● Aim of the exercise: Even if a line seems odd, print it as it is, and include every record.

● Provided records:

────────────────────────────────────────

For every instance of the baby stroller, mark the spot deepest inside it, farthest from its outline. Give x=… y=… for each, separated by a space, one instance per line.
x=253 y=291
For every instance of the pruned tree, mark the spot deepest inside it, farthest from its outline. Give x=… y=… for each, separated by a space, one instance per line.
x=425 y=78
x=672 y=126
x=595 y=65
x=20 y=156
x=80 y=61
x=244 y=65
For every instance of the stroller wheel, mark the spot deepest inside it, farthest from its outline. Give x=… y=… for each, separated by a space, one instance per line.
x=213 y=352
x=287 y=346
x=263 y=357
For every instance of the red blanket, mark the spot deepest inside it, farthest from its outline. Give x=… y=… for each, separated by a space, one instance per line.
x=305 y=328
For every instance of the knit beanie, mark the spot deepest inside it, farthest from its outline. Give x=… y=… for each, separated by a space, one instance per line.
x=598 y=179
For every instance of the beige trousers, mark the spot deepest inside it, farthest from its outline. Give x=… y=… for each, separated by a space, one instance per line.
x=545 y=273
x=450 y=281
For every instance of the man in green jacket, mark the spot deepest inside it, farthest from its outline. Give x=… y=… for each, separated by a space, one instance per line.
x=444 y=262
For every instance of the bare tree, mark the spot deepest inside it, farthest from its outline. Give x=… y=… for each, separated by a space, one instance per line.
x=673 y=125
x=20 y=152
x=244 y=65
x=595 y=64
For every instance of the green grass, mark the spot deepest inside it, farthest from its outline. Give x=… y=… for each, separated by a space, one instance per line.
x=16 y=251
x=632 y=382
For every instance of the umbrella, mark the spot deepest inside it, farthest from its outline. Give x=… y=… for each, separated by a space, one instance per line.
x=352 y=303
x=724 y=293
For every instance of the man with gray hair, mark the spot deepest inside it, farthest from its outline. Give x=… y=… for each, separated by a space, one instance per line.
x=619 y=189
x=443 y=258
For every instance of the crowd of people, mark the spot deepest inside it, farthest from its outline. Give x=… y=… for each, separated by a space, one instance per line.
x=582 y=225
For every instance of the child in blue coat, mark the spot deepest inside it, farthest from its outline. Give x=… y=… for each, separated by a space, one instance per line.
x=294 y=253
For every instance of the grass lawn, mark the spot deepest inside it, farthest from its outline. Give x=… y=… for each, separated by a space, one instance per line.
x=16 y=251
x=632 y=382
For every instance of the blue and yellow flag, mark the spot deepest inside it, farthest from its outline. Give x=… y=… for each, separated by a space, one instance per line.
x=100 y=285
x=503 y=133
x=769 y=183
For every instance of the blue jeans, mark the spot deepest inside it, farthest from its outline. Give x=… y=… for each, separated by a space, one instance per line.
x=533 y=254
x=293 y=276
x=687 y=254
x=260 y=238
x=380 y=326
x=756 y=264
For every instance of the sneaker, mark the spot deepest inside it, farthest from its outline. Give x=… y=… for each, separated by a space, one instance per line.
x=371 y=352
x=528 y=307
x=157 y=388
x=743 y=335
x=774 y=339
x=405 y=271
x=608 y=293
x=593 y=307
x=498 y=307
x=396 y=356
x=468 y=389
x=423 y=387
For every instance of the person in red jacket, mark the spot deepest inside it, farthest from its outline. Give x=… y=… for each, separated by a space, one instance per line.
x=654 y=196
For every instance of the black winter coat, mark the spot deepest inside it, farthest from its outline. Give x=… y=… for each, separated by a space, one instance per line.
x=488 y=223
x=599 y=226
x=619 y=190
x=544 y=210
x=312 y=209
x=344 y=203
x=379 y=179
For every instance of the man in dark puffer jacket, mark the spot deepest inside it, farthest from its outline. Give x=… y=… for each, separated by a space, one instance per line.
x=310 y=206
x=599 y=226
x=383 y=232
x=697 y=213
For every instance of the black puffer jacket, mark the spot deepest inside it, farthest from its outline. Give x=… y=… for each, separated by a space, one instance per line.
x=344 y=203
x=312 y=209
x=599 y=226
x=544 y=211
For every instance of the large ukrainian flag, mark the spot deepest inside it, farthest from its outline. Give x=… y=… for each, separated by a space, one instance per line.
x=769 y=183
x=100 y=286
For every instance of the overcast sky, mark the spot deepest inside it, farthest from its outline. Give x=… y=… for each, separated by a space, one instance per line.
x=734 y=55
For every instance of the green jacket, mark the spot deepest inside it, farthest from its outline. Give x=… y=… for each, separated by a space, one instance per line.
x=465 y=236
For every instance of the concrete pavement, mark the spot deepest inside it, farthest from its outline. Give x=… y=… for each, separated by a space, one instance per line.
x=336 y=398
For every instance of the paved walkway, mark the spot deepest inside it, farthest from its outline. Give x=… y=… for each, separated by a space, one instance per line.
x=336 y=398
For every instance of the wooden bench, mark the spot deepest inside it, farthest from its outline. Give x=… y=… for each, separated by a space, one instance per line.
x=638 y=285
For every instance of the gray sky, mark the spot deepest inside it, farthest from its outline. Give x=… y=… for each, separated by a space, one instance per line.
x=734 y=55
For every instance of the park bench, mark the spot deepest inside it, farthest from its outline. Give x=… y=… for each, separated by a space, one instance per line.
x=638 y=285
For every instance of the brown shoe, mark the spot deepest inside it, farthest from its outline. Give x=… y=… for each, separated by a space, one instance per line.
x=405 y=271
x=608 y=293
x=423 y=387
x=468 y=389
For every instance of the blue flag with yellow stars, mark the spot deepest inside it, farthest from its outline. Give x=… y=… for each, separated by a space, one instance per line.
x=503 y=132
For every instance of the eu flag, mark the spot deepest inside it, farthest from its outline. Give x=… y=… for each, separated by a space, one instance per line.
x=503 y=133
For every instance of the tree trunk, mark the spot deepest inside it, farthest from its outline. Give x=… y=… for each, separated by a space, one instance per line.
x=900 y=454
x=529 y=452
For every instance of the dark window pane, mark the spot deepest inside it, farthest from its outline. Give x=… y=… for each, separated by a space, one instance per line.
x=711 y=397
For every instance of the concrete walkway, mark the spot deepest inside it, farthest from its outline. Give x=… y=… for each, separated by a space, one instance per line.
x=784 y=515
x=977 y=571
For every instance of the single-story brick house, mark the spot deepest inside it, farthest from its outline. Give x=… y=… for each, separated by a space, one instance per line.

────────────────────────────────────────

● Answer section:
For every instance of the baby stroller, mark the spot deepest inside it, farthest from its outline. Give x=… y=… for each, separated by a space, one instance per line.
x=253 y=291
For every instance of the pruned tree, mark the spot deepest inside it, farthest from its outline. Give x=… y=… for each, separated by a space, one instance per line.
x=425 y=78
x=672 y=126
x=595 y=65
x=20 y=156
x=80 y=61
x=244 y=65
For every instance of the stroller wheel, mark the spot deepest inside it, farthest from its outline. Give x=… y=… for each, separated by a space, one instance per line.
x=213 y=352
x=287 y=346
x=263 y=357
For every instance of the red blanket, mark the spot deepest inside it, farthest from its outline. Give x=… y=… for each, separated by a space, one instance per line.
x=305 y=328
For every instance of the knit beanie, mark the spot deepest inside it, farthest from its outline. Give x=… y=… for each, separated by a space, one instance per line.
x=598 y=179
For every instance of the beige trousers, mark the spot deepest inside it, farthest from its outline. Give x=… y=… for each, separated by a space, one instance per line.
x=545 y=273
x=450 y=281
For every instance of the man in green jacket, mark the spot deepest inside it, farthest from its outline. Give x=… y=… for each, separated by a space, one instance per line.
x=444 y=262
For every instance of the bare tree, mark the spot deepest inside it, farthest from its outline. Give x=… y=… for each, separated by a space, one instance per line.
x=673 y=125
x=20 y=152
x=244 y=65
x=595 y=64
For every instance of the green grass, mark the spot deepest inside it, farthest from its outline. Give x=… y=… for each, separated by a space, one instance per line.
x=16 y=251
x=632 y=382
For every instance of the umbrella, mark the spot deepest inside it, farthest from its outline. Give x=… y=… for each, separated by a space, one instance per line.
x=352 y=303
x=724 y=293
For every instance of the man with gray hair, mark the spot deepest inside it, farthest from its outline. Give x=… y=… for each, separated by a space, one instance per line.
x=619 y=189
x=443 y=258
For every instance of the crowd of people, mark the spot deepest inside it, farthest from its outline. Give x=… y=… for each, separated by a space, one instance per line.
x=582 y=225
For every instance of the child in blue coat, mark the spot deepest inside it, farthest from its outline. Give x=… y=… for each, separated by a space, one instance per line.
x=294 y=253
For every instance of the grass lawn, mark the spot deepest inside it, farthest from its outline. Give x=… y=… for each, separated by a space, one instance per line.
x=16 y=251
x=632 y=382
For every instance of the blue and yellow flag, mark the spot deepest inside it, farthest from its outline. Give x=… y=… for each, separated by a space, one instance per line.
x=100 y=285
x=503 y=133
x=769 y=183
For every instance of the blue jeans, mark the spot deepest inside it, farthest from its outline. Give x=… y=… for each, separated by a space, one instance per line.
x=533 y=254
x=293 y=276
x=687 y=254
x=260 y=238
x=380 y=326
x=756 y=264
For every instance of the sneaker, mark the spot deepest inside it, farthest from its outline. Give x=… y=… for each, separated by a space, one instance per line.
x=371 y=352
x=528 y=307
x=157 y=388
x=743 y=335
x=774 y=339
x=405 y=271
x=608 y=293
x=593 y=307
x=498 y=307
x=396 y=356
x=468 y=389
x=423 y=387
For every instance of the person in red jacket, mark the spot deepest inside it, farthest from its outline. Give x=… y=… for each, separated by a space, one instance per line.
x=654 y=196
For every instance of the black winter coat, mark the spot deepest inside it, farthest from its outline. Give x=… y=… for each, separated by a space, one instance per line.
x=488 y=223
x=599 y=226
x=619 y=190
x=544 y=210
x=312 y=209
x=344 y=203
x=379 y=179
For every instance of the man in dark puffer jacket, mark the spot deepest inside it, farthest from its outline. Give x=… y=… for each, separated by a space, one instance per line.
x=310 y=206
x=599 y=226
x=383 y=232
x=697 y=213
For every instance of the black puffer jacket, mark the spot deepest inside it, farthest from its outline. Give x=… y=… for each, separated by a space, one instance per line.
x=344 y=203
x=312 y=209
x=599 y=226
x=544 y=211
For every instance of the large ukrainian flag, mark the spot deepest inside it, farthest from its outline. Give x=… y=… for each, separated by a space, one instance per line.
x=769 y=183
x=100 y=286
For every instance of the overcast sky, mark the spot deepest inside it, farthest from its outline. Give x=… y=… for each, separated by a space, one instance per line.
x=734 y=55
For every instance of the green jacket, mark the spot deepest inside it, farthest from its outline. Give x=… y=… for each, separated by a space, one instance per line.
x=465 y=236
For every instance of the concrete pavement, mark the spot deepest inside it, farthest from its outline. Give x=… y=… for each, separated by a space, one instance per line.
x=336 y=398
For every instance of the paved walkway, mark the spot deepest inside it, farthest from its outline. Give x=… y=… for each, separated by a space, one instance per line.
x=336 y=398
For every instance of the wooden bench, mark the spot deepest inside it, farthest from its outline. Give x=… y=… for each, separated by a space, one instance per line.
x=638 y=285
For every instance of the gray sky, mark the spot deepest inside it, farthest from its outline. Give x=… y=… for each, separated by a space, one instance per line.
x=734 y=55
For every instance of the park bench, mark the spot deepest inside it, farthest from its outline. Give x=… y=… for each, separated by a space, one instance per line.
x=638 y=285
For every instance of the brown shoe, mark the spot deepest inside it, farthest from its outline. Give x=… y=… for each, separated by a space, one instance per line.
x=405 y=271
x=608 y=293
x=423 y=387
x=468 y=389
For every instance of the blue flag with yellow stars, mark the spot deepest inside it, farthest from its outline. Give x=… y=… for each, separated by a space, one instance per line.
x=503 y=132
For every instance of the eu flag, mark the spot deepest inside it, farthest from its outline. Give x=… y=… for each, separated by a space, one instance per line.
x=503 y=133
For every instance of the tree trunk, mark the spot deepest inside it, farthest from its outline. Give x=… y=… for each, separated by a space, one instance per line.
x=900 y=454
x=529 y=452
For every instance of the dark window pane, mark the spot deepest inside it, farthest from its outline. Give x=… y=… for each, separated by a space, one instance per line.
x=711 y=397
For every instance of the concrete walkway, mark the spot deepest inside it, farthest from its outline. Give x=… y=… for each, separated by a space, one instance per line.
x=784 y=515
x=977 y=571
For every instance of the single-story brick house, mark the spot deepest inside it, farthest from its outline. Give x=… y=… for each, separated by a space, one instance per line.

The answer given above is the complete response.